◆ **Information given**:
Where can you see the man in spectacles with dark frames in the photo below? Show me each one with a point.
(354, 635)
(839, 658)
---
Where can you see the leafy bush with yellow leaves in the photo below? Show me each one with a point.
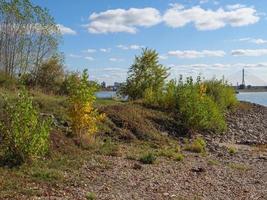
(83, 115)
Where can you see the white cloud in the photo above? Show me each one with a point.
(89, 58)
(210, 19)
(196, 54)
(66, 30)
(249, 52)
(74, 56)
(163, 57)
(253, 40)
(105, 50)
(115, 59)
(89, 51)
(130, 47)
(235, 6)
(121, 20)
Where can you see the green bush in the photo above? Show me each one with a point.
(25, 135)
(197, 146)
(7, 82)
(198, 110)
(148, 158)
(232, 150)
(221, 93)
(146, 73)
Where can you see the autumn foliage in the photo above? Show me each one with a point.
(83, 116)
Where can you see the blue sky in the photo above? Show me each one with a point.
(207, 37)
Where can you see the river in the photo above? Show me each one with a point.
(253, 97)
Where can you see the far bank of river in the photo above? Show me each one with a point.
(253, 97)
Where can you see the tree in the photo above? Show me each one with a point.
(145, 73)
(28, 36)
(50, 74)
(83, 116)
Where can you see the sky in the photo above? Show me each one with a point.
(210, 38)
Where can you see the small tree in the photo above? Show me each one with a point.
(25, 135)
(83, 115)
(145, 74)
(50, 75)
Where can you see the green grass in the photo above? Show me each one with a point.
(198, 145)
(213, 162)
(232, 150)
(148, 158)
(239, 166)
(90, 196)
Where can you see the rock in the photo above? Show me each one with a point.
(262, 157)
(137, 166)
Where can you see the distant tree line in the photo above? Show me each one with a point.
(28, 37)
---
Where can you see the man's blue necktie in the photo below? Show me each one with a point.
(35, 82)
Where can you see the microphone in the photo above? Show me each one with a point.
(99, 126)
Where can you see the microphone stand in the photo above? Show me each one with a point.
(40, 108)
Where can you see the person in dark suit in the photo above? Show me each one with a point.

◆ **Task directions**:
Whatever else the listing above holds, retype exactly only the lines from the one containing "Where can you see the microphone in" to the one containing "Where can you see the person", both ends kept.

◆ **Answer to this problem**:
Where can you see the microphone in the photo above? Show me each one with a point.
(99, 126)
Where can you see the microphone stand in the photo above? Show me each one with a point.
(40, 108)
Where can you see the person in dark suit in the photo above? Show me each one with a point.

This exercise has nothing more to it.